■ **EXERCISE**:
Set down each line exactly, beginning with the one that contains "In this picture, where can the scooter deck" and continuing through the last line of the listing, and nothing else.

========

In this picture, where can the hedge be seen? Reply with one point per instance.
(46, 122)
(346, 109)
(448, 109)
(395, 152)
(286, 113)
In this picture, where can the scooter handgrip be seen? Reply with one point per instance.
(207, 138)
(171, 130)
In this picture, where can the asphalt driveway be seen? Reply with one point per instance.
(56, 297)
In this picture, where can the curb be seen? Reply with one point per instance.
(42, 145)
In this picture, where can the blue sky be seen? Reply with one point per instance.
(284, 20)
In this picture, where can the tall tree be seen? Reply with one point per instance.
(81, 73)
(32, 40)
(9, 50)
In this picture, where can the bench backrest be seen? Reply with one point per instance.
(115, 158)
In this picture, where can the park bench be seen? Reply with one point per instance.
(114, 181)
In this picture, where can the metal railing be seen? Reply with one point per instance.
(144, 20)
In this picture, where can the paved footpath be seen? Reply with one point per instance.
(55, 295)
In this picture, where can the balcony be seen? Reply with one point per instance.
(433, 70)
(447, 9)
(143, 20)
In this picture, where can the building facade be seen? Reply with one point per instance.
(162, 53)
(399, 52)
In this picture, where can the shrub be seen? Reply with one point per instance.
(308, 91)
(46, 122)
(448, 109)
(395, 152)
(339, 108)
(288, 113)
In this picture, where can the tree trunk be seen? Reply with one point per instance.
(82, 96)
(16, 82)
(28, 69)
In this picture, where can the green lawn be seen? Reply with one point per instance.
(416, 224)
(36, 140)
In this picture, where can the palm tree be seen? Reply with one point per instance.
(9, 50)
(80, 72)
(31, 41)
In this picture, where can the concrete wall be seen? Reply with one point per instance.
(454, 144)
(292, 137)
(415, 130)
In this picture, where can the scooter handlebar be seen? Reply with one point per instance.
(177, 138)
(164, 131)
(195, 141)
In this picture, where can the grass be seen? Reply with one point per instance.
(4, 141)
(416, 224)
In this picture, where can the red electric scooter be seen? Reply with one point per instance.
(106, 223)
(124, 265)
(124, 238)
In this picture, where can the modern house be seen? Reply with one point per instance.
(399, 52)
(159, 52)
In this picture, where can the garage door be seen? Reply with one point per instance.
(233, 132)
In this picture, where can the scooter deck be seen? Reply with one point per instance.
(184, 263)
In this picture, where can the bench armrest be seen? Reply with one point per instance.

========

■ **SOLVED EXERCISE**:
In this picture, where can the scooter deck be seen? Reply with one point per instance.
(184, 263)
In this picture, where can the bench armrest be seen? Reply with one point per instance.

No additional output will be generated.